REQUIRED WORK – The answer must be an exact copy of every entry, with no pictures in it.
*** Opening of PROVIDED DATA ***
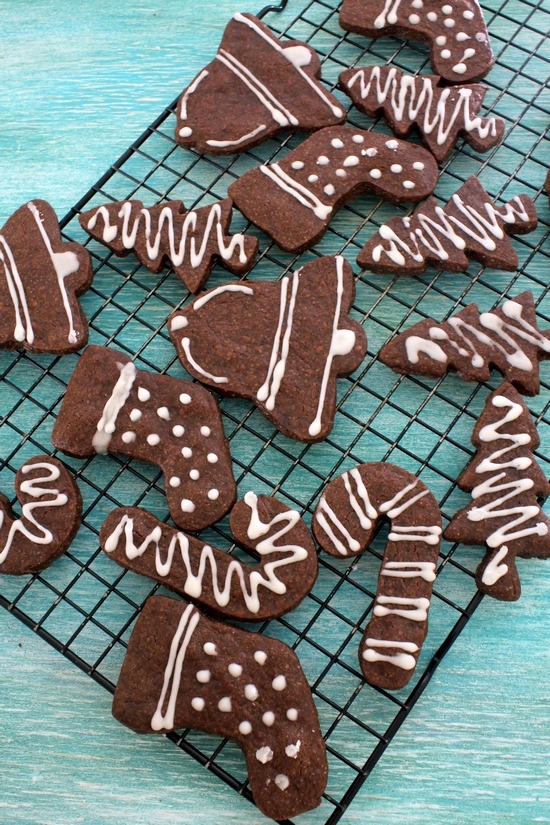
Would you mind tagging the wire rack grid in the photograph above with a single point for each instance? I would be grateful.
(85, 606)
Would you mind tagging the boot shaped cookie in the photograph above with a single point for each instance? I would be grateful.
(255, 87)
(471, 343)
(40, 278)
(110, 406)
(456, 32)
(281, 345)
(343, 524)
(191, 241)
(211, 578)
(505, 482)
(468, 226)
(440, 114)
(51, 507)
(184, 670)
(295, 199)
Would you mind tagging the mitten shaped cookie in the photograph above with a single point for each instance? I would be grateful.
(441, 115)
(191, 241)
(468, 226)
(343, 524)
(505, 482)
(213, 579)
(110, 406)
(255, 87)
(185, 670)
(294, 199)
(282, 345)
(460, 50)
(471, 343)
(41, 278)
(51, 506)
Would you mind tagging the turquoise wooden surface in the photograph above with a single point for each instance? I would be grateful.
(80, 81)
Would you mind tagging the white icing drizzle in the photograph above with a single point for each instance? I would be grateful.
(32, 488)
(249, 580)
(107, 423)
(172, 673)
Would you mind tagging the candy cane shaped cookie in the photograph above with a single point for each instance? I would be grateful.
(343, 524)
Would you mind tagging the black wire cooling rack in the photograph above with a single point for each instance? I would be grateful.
(85, 606)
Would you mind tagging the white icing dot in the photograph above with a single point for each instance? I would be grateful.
(251, 693)
(203, 676)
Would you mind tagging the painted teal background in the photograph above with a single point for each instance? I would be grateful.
(79, 82)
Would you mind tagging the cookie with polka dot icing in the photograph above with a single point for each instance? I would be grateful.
(276, 535)
(255, 87)
(468, 226)
(191, 241)
(456, 32)
(184, 670)
(274, 342)
(293, 200)
(441, 114)
(111, 406)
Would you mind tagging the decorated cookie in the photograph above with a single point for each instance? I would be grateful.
(278, 342)
(440, 114)
(255, 87)
(507, 485)
(110, 406)
(185, 670)
(213, 579)
(343, 525)
(456, 32)
(41, 276)
(191, 241)
(295, 199)
(51, 507)
(468, 226)
(471, 343)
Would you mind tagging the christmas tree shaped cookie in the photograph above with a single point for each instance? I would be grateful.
(505, 481)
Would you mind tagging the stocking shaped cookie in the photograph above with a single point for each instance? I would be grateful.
(51, 506)
(295, 199)
(468, 226)
(191, 241)
(185, 670)
(505, 482)
(440, 114)
(471, 343)
(343, 524)
(456, 32)
(211, 578)
(255, 87)
(110, 406)
(41, 276)
(280, 344)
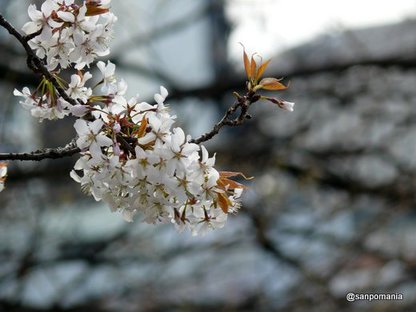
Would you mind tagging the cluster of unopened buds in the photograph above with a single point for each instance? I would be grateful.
(132, 156)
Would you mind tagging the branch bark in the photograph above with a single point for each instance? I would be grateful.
(46, 153)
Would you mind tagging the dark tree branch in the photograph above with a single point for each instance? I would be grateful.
(34, 62)
(46, 153)
(243, 103)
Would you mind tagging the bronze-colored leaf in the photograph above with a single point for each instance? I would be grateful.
(247, 65)
(261, 69)
(272, 84)
(142, 129)
(224, 202)
(253, 67)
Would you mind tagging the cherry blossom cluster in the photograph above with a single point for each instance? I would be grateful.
(69, 33)
(132, 156)
(136, 162)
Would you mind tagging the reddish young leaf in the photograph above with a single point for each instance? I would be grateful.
(272, 84)
(261, 69)
(253, 67)
(247, 65)
(223, 202)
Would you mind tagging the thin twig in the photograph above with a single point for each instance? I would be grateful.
(46, 153)
(243, 103)
(35, 63)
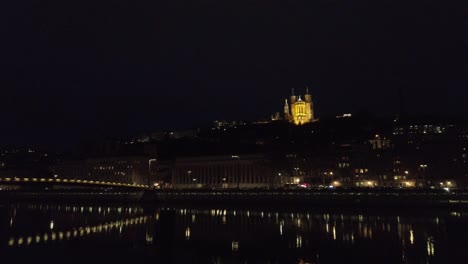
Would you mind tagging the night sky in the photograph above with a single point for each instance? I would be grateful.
(74, 70)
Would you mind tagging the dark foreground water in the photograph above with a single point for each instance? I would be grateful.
(233, 235)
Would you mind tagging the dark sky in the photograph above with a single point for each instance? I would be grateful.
(72, 70)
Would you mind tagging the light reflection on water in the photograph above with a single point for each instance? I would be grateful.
(222, 235)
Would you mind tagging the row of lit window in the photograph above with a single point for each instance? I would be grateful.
(109, 167)
(361, 171)
(343, 165)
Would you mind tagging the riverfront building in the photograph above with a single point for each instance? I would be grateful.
(234, 171)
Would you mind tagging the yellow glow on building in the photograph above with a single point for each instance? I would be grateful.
(299, 111)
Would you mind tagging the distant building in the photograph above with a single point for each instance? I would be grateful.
(249, 171)
(299, 111)
(124, 169)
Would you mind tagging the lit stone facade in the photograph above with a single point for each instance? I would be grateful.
(249, 171)
(299, 111)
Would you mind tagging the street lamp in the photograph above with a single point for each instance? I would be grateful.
(238, 169)
(189, 172)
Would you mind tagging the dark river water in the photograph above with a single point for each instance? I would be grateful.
(234, 235)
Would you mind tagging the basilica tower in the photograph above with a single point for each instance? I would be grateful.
(299, 111)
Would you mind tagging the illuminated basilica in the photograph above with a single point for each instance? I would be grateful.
(299, 111)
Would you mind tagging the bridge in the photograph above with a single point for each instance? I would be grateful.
(41, 182)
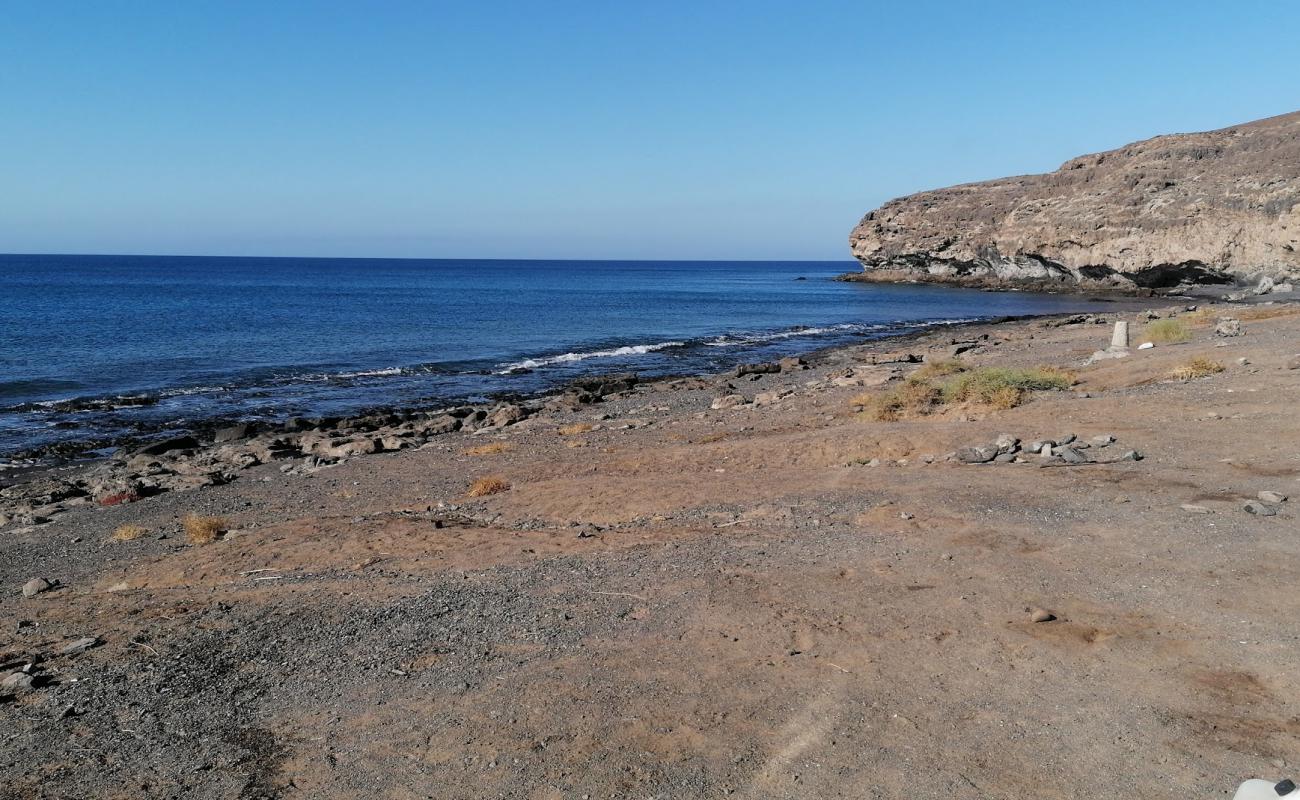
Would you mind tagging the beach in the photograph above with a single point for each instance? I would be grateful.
(742, 584)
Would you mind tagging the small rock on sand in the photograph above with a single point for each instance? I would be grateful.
(78, 645)
(14, 682)
(1229, 327)
(1260, 509)
(978, 454)
(35, 587)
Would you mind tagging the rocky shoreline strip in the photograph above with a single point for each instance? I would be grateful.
(302, 445)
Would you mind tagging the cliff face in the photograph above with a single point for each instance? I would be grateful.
(1209, 207)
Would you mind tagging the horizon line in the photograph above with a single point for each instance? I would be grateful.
(369, 258)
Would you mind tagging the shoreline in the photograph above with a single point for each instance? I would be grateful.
(83, 452)
(220, 450)
(507, 609)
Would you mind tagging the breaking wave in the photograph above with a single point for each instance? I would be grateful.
(564, 358)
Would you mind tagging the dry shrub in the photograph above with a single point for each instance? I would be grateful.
(1168, 332)
(1196, 367)
(910, 398)
(202, 530)
(488, 484)
(1004, 386)
(129, 532)
(1266, 312)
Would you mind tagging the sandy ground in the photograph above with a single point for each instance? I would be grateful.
(706, 604)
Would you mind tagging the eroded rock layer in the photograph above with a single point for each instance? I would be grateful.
(1212, 207)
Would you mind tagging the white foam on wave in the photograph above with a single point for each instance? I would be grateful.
(534, 363)
(758, 338)
(371, 372)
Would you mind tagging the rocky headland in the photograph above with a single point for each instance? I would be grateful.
(1217, 207)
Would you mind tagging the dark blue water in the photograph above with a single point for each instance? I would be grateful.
(107, 346)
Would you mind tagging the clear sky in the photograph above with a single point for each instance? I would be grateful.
(659, 129)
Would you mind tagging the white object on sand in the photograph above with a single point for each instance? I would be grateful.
(1265, 790)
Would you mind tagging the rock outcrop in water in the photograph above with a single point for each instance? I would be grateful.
(1218, 207)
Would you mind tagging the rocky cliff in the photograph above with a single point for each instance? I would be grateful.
(1218, 207)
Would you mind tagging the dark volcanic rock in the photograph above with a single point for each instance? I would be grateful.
(1208, 207)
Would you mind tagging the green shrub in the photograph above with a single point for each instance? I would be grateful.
(995, 386)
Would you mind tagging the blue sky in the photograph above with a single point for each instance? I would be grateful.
(603, 129)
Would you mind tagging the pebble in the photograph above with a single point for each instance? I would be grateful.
(35, 587)
(1259, 509)
(978, 454)
(16, 680)
(1071, 455)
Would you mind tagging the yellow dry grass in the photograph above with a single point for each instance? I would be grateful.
(488, 484)
(1268, 312)
(202, 530)
(950, 383)
(129, 532)
(1195, 368)
(1168, 332)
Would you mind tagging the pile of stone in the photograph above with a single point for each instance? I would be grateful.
(303, 445)
(1066, 450)
(27, 673)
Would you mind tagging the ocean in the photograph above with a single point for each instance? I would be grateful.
(98, 349)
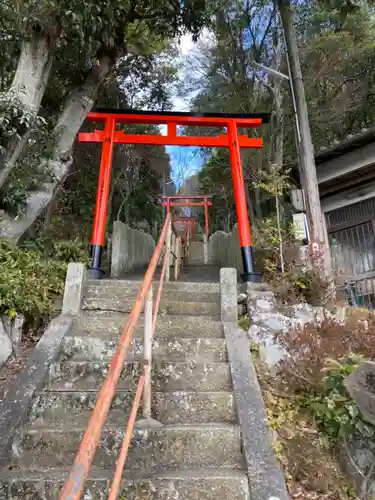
*** Close of PROVIDED DATA ***
RESULT OF THE TASK –
Would you mind tagging the wire rack grid in the photograph above with a single point for each instance? I would be grateful.
(85, 606)
Would you mind tagging the boot shaped cookie in the photograph above with a single point for each instance? I would be grateful.
(255, 87)
(471, 343)
(40, 278)
(110, 406)
(456, 32)
(281, 345)
(343, 524)
(191, 241)
(211, 578)
(505, 482)
(468, 226)
(440, 114)
(51, 507)
(184, 670)
(295, 199)
Would you mind tagging the mitten shaped cookie in the photograph above with a single point for each instance? I would be grateful.
(441, 115)
(191, 241)
(468, 226)
(343, 524)
(505, 482)
(213, 579)
(110, 406)
(255, 87)
(185, 670)
(294, 199)
(282, 345)
(460, 50)
(471, 343)
(41, 278)
(51, 506)
Would you mind tagging the turquoise wooden surface in the photograph above with a single point for each instance? I would be grateful.
(80, 81)
Would you mind tagging the white icing drizzle in the photograph above with a single point for each instance? I would be grateful.
(32, 488)
(249, 580)
(107, 423)
(172, 673)
Would you mind tagging the candy cane shaped cookie in the photograph above with a single point for each instance? I would be grateful.
(343, 524)
Would you mind tagging the black wire cooling rack in the photograph above with a single point for each instance? I would be grateful.
(85, 606)
Would you mind tagging the white icing dot in the photograph above with a single point for each instance? I would be grateful.
(251, 693)
(203, 676)
Would you mind tagging the painted teal background in the photograph above with a single point for each instance? I would be grateful.
(79, 82)
Would you mind tagging the cookie with polka dot icing in the photograph above with a single point for each instance? I would be grateful.
(276, 535)
(255, 87)
(468, 226)
(191, 241)
(456, 32)
(184, 670)
(274, 342)
(293, 200)
(441, 114)
(111, 406)
Would you mind tagging the decorated cookie in the photograph above with a single point for each instance? I would be grateful.
(278, 342)
(440, 114)
(255, 87)
(507, 485)
(110, 406)
(185, 670)
(213, 579)
(343, 525)
(456, 32)
(41, 276)
(191, 241)
(295, 199)
(51, 507)
(468, 226)
(471, 343)
Would you mind tagging the christmas tree shaped cookie in the photograph above with a single point for each instance? I would be grateful.
(505, 481)
Would you mind tagging the stocking shaped cookie in the photograph above with a single point for each instance? I would be grateful.
(51, 506)
(295, 199)
(468, 226)
(191, 241)
(185, 670)
(505, 482)
(440, 114)
(471, 343)
(343, 524)
(456, 32)
(211, 578)
(255, 87)
(110, 406)
(41, 276)
(280, 344)
Would you mind tagging the cluster of unopened buds in the photograph above with a single point for each instance? I would be grateful.
(132, 156)
Would you mind tagging the branch bark in the photograph above with a single point for each instance? I would be grateful.
(46, 153)
Would you mind tagging the dark tree branch in the photograph above with a single point for each instance? I would be grateful.
(34, 62)
(46, 153)
(243, 103)
Would you mind tagging the bronze-colored leaf in the photograph above with a single point for each instance? I would be grateful.
(247, 65)
(261, 69)
(272, 84)
(142, 129)
(224, 202)
(253, 67)
Would you mind tagging the cherry blossom cluster in the photograph above with a single point for each instance? I would be grateful.
(69, 33)
(132, 156)
(136, 162)
Would you mind tagging the reddish young leaf in the photograph above with a single point for each instance? I would be grateful.
(272, 84)
(261, 69)
(253, 67)
(247, 65)
(223, 202)
Would you mind tagging the thin twig in the photograph above with a single point for each instance? I would be grateful.
(46, 153)
(243, 103)
(35, 63)
Would you mind tagging the night sky in the photograph above with a single point for each instance? I would be grateful.
(74, 70)
Would you mind tagging the dark foreground water in the photograph above with a single point for each instance? I would be grateful.
(233, 235)
Would you mind tagging the dark sky in the photograph above with a single point for each instance? I would be grateful.
(72, 70)
Would you mind tagging the light reflection on water in the photograph above with a single point for each instance? I would be grateful.
(222, 235)
Would you mind tagging the row of lit window in the photograph above with a single point for each instance? I would be grateful.
(109, 167)
(361, 171)
(343, 165)
Would you mind tagging the riverfront building in the photograph above with a single point for each instance? I would be grateful.
(234, 171)
Would you mind tagging the yellow glow on building in the photograph above with a single point for each instance? I would be grateful.
(299, 111)
Would you mind tagging the distant building in the photograph above with a single point for each instance? I would be grateful.
(249, 171)
(299, 111)
(124, 169)
Would you mind tagging the lit stone facade in the photograph above with a single point for each instance? I would be grateful.
(249, 171)
(299, 111)
Would you mind tagging the street lamp in the photograph above with a single point for each instance? I would be grateful.
(238, 169)
(189, 172)
Would you mind tagging the dark river water in the photograph above with a single point for each instance? I would be grateful.
(234, 235)
Would you mind tagging the basilica tower in the photograph above with a single point for each instance? I would be grateful.
(299, 111)
Would you mind tagging the illuminated basilica in the photograph above with a single point for each instance? I would be grateful.
(299, 111)
Would you mind tagging the bridge in the photograph above with a single point for each instance? I would be grateful.
(41, 182)
Would you mind tagging the beach in the photograph above with a single point for each instance? I would be grateful.
(742, 584)
Would you mind tagging the small rock on sand in the photograph above with a single point for each instance? I would be grateful.
(78, 645)
(14, 682)
(1229, 327)
(1260, 509)
(978, 454)
(35, 587)
Would you mind tagging the rocky shoreline strip in the photograph above with a single point for each instance? I would be grateful.
(302, 445)
Would you mind tagging the cliff face in the photograph above with a single point for each instance? I would be grateful.
(1209, 207)
Would you mind tagging the horizon line in the photograph above with a single point for each instance? I would be grateful.
(369, 258)
Would you mind tagging the shoreline in the photograph above with a single point for each instance? I would be grateful.
(83, 452)
(220, 450)
(507, 609)
Would you mind tagging the breaking wave in the photograph above with a single point for each instance? I would be grateful.
(564, 358)
Would you mind tagging the dry shrub in the photograph above with a single point for each instance? I would be grateful.
(1168, 332)
(1196, 367)
(910, 398)
(202, 530)
(488, 484)
(1004, 386)
(129, 532)
(1266, 312)
Would you mind tagging the sandy ground in the photograph above with a single point for each instance? I would be grateful.
(706, 604)
Would you mind tagging the eroded rock layer in the photograph above with a single point for each instance? I would be grateful.
(1212, 207)
Would you mind tagging the white foam on wave in the photograph above with a single point for each instance? I would be grateful.
(534, 363)
(758, 338)
(371, 372)
Would you mind tagging the rocky headland in the photograph above with a single point for each instance? I would be grateful.
(1217, 207)
Would you mind tagging the dark blue water in the photograph above with a single point for each instance? I would be grateful.
(107, 346)
Would you mind tagging the clear sky in the photograph above with a single point for each instance? I would be grateful.
(659, 129)
Would you mind tagging the white object on sand in the photograph above with a single point for each instance? I would be grateful.
(1265, 790)
Would you mind tagging the rock outcrop in water in the photograph above with a single point for each instance? I would be grateful.
(1218, 207)
Would you mind tagging the rocky cliff in the photograph above with a single point for each instance? I would be grateful.
(1218, 207)
Would you mind tagging the dark volcanic rock in the photograph above with a single point for each instance? I would be grateful.
(1208, 207)
Would you mind tagging the green shrub in the photograph above with a single point for each instance? I would be grateful.
(995, 386)
Would you mind tagging the blue sky in the photograph above with a single point for each instance? I would be grateful.
(603, 129)
Would you mind tagging the pebble in the photograph above with a single point for each instance? I would be grateful.
(35, 587)
(1259, 509)
(978, 454)
(16, 680)
(1071, 455)
Would you mind tagging the yellow dry grass in the photograph above with a single point for each instance? I would be grateful.
(488, 484)
(1268, 312)
(202, 530)
(950, 383)
(129, 532)
(1195, 368)
(1168, 332)
Would you mind tagging the pile of stone in the photograph above with a single point for each instance? I would be grateful.
(303, 445)
(1066, 450)
(27, 673)
Would you mind tagging the ocean in the photograph above with a single point for each instance? I would be grateful.
(98, 349)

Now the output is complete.